- Exercice court
Recopiez intégralement le texte à lire ci-dessous sur la théorie du gender en France, sans en changer un seul mot.

- Texte à lire
===
En introduisant la théorie du gender en France nous serions donc en face d’une rupture majeure de notre société et d’un bouleversement pour l’ensemble des Français. Ceux-ci ont le droit de savoir : la théorie du gender ne peut être imposée en catimini sans que les citoyens n’aient conscience de ce qu’elle représente et des conséquences qu’elle entraîne.

Or, à quelle situation sommes-nous confrontés en France ?

  • En 2010 est créé à Sciences Po un « programme de recherche et d’enseignement des savoirs sur le genre » intitulé Presage annoncé au printemps et mis en œuvre en septembre, rendant l’enseignement de la théorie du gender obligatoire ;



  • Certaines universités – Paris 8, Toulouse Le Mirail, Paris 7, Paris 3/Paris 6 ou l’École des hautes études en sciences sociales– proposent depuis plusieurs années des spécialisations en études de genre au niveau du Master et parfois des cours obligatoires d’initiation à ces problématiques dès la licence, y compris dans des cursus de science politique. Cette commission devra s’attacher à étudier l’introduction éventuelle de la théorie du gender via ces programmes d’études et de recherches ;



  • À la rentrée 2011, les nouveaux manuels scolaires de science et vie de la terre (SVT) en Première L et ES abordent les chapitres sur la sexualité, l’identité sexuelle ou les rôles de l’homme et de la femme, qui pourraient apparaître sous l’angle de la théorie du gender;



  • La loi n°2012-954 du 6 août 2012 relative au harcèlement sexuel ajoute à la liste des discriminations réprimées celles commises en raison de l’orientation ou de l’identité sexuelle ;



  • La crèche Bourdarias en Seine-Saint-Denis est une crèche dont, depuis avril 2009, les équipes, qui ont été formées par des spécialistes suédois, pratiquent une pédagogie « active égalitaire » et se mobilisent pour lutter contre les stéréotypes de genre qui assignent les enfants à des rôles différents en fonction de leur sexe : « on encourage les filles à manier le marteau à l’atelier bricolage et les garçons à s’exprimer à l’atelier émotions ». Cette expérience pilote intéresse le gouvernement puisque Najat Vallaud-Belkacem, ministre des droits des Femmes et Dominique Bertinotti, ministre déléguée à la Famille l’ont visitée en septembre dernier et affirmé clairement leur désir de multiplier ce type de dispositif, et de réfléchir à la formation et à la pratique des professionnels de la petite enfance. Comment s’assurer que l’idéologie du gender ne soit pas promue à l’occasion de ces formations ?
===
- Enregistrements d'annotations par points
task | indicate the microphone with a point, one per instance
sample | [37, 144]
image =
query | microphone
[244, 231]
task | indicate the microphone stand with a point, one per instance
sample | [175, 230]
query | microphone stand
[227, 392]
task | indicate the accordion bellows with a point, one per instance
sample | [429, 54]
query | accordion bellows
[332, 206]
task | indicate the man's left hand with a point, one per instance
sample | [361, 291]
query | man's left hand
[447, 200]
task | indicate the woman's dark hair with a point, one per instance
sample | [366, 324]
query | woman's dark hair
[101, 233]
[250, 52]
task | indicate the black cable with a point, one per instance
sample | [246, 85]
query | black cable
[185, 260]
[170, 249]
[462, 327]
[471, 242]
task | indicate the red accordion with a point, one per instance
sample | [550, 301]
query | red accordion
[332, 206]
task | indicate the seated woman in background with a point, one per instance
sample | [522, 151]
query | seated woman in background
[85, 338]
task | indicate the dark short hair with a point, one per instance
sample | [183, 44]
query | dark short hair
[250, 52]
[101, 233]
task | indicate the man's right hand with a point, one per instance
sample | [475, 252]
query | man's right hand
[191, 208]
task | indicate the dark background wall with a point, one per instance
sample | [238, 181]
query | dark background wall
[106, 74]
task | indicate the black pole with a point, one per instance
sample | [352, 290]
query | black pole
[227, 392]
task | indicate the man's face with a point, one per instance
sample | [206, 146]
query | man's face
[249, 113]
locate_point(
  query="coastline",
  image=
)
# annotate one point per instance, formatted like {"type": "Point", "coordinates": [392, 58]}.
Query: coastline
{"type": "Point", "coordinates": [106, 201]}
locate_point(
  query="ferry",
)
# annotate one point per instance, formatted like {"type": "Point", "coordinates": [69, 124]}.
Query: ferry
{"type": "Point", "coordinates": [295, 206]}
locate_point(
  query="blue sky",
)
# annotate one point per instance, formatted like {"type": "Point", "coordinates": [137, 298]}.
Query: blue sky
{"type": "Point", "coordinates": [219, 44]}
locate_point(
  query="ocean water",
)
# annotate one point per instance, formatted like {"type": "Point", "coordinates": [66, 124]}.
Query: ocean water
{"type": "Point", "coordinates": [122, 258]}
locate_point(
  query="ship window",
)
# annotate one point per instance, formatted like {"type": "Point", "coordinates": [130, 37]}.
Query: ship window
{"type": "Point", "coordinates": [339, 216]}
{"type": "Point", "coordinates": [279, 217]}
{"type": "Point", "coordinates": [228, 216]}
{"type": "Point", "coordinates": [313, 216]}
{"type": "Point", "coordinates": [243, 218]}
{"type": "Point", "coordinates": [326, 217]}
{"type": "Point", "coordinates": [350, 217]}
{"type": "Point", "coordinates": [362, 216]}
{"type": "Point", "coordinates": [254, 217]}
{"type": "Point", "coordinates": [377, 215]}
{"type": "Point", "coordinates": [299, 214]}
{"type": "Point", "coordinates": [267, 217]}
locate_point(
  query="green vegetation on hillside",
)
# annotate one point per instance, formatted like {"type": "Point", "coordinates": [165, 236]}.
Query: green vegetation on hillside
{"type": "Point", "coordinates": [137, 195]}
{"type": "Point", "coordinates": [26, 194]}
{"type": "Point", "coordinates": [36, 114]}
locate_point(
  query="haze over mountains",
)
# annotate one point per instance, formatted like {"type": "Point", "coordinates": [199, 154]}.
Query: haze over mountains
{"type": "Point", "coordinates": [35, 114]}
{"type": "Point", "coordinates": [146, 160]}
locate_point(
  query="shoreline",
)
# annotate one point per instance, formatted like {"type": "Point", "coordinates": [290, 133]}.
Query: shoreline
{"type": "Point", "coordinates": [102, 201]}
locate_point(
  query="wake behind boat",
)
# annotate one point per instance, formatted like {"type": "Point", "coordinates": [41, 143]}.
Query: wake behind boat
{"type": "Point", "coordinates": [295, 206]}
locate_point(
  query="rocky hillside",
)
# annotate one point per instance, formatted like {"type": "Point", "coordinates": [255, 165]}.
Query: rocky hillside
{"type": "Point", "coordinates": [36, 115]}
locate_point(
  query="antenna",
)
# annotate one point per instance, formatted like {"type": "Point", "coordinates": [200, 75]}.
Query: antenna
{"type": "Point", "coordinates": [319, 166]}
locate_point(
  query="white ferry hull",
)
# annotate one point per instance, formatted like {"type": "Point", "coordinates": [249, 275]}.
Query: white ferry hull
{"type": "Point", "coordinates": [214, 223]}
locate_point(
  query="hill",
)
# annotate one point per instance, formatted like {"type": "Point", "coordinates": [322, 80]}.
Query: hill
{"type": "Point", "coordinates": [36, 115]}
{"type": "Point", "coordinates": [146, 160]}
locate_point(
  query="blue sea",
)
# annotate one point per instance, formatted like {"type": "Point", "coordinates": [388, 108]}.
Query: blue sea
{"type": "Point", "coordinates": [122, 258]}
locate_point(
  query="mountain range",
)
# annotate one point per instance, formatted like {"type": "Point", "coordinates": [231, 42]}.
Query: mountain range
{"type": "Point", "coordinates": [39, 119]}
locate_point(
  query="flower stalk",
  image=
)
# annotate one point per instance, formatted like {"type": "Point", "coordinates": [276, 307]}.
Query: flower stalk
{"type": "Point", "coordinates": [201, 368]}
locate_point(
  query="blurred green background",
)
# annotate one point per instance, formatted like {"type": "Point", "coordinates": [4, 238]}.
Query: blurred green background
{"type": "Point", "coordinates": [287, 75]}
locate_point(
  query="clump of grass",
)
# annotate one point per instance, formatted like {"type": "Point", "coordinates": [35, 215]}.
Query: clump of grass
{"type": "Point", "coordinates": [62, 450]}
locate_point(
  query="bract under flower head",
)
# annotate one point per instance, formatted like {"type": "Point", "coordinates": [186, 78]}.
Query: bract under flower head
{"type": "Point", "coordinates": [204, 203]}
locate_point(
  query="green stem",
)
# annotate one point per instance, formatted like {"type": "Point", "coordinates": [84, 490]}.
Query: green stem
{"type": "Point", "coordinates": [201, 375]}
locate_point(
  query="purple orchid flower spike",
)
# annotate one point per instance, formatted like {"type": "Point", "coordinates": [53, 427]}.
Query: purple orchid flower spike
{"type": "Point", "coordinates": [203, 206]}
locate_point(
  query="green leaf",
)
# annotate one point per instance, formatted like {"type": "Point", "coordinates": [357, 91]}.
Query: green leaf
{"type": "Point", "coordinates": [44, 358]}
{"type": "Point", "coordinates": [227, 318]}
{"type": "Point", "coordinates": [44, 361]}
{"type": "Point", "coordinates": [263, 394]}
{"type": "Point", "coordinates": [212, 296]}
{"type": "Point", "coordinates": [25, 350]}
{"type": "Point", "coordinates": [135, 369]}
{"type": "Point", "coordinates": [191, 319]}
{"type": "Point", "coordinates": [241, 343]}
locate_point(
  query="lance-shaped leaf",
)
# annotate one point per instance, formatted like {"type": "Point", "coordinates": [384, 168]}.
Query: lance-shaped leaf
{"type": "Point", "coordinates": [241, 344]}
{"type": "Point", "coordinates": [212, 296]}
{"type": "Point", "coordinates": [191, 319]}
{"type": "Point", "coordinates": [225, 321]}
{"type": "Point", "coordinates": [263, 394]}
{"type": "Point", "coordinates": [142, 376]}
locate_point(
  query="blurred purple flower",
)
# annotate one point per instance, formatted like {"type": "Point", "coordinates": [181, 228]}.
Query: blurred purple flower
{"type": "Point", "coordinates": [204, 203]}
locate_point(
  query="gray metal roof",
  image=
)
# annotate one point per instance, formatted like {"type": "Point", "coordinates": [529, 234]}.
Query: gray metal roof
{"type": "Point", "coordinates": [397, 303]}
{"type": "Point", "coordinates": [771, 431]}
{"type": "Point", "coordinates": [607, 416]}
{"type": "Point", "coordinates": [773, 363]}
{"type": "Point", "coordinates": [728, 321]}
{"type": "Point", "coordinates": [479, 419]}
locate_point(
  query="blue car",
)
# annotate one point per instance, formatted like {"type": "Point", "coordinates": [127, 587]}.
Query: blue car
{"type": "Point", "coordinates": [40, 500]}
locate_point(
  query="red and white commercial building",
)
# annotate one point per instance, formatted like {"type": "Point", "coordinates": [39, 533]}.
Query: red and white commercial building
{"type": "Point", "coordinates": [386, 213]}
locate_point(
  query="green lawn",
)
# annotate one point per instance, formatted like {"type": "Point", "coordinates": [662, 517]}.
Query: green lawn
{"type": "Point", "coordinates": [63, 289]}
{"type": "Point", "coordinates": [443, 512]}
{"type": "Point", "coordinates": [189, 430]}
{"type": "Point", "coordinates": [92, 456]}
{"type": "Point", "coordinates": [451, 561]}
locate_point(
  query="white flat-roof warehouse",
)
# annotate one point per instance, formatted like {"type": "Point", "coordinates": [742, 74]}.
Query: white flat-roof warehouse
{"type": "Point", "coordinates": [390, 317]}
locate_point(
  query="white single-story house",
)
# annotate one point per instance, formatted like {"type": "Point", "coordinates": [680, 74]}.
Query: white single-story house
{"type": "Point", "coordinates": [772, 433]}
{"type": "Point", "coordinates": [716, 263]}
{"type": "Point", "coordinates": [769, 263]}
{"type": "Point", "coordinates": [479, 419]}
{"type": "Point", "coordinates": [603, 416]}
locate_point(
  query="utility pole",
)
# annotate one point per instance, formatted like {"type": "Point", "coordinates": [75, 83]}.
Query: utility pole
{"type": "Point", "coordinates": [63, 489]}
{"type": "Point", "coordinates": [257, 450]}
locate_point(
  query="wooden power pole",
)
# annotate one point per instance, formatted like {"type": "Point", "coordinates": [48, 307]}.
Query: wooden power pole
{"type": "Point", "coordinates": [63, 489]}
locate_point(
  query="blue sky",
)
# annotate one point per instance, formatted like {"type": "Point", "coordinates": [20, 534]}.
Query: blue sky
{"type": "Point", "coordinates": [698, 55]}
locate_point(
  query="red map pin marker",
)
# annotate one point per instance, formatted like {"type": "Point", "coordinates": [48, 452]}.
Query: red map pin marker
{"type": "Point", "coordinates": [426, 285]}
===
- Solution rédigée
En introduisant la théorie du gender en France nous serions donc en face d’une rupture majeure de notre société et d’un bouleversement pour l’ensemble des Français. Ceux-ci ont le droit de savoir : la théorie du gender ne peut être imposée en catimini sans que les citoyens n’aient conscience de ce qu’elle représente et des conséquences qu’elle entraîne.

Or, à quelle situation sommes-nous confrontés en France ?

  • En 2010 est créé à Sciences Po un « programme de recherche et d’enseignement des savoirs sur le genre » intitulé Presage annoncé au printemps et mis en œuvre en septembre, rendant l’enseignement de la théorie du gender obligatoire ;



  • Certaines universités – Paris 8, Toulouse Le Mirail, Paris 7, Paris 3/Paris 6 ou l’École des hautes études en sciences sociales– proposent depuis plusieurs années des spécialisations en études de genre au niveau du Master et parfois des cours obligatoires d’initiation à ces problématiques dès la licence, y compris dans des cursus de science politique. Cette commission devra s’attacher à étudier l’introduction éventuelle de la théorie du gender via ces programmes d’études et de recherches ;



  • À la rentrée 2011, les nouveaux manuels scolaires de science et vie de la terre (SVT) en Première L et ES abordent les chapitres sur la sexualité, l’identité sexuelle ou les rôles de l’homme et de la femme, qui pourraient apparaître sous l’angle de la théorie du gender;



  • La loi n°2012-954 du 6 août 2012 relative au harcèlement sexuel ajoute à la liste des discriminations réprimées celles commises en raison de l’orientation ou de l’identité sexuelle ;



  • La crèche Bourdarias en Seine-Saint-Denis est une crèche dont, depuis avril 2009, les équipes, qui ont été formées par des spécialistes suédois, pratiquent une pédagogie « active égalitaire » et se mobilisent pour lutter contre les stéréotypes de genre qui assignent les enfants à des rôles différents en fonction de leur sexe : « on encourage les filles à manier le marteau à l’atelier bricolage et les garçons à s’exprimer à l’atelier émotions ». Cette expérience pilote intéresse le gouvernement puisque Najat Vallaud-Belkacem, ministre des droits des Femmes et Dominique Bertinotti, ministre déléguée à la Famille l’ont visitée en septembre dernier et affirmé clairement leur désir de multiplier ce type de dispositif, et de réfléchir à la formation et à la pratique des professionnels de la petite enfance. Comment s’assurer que l’idéologie du gender ne soit pas promue à l’occasion de ces formations ?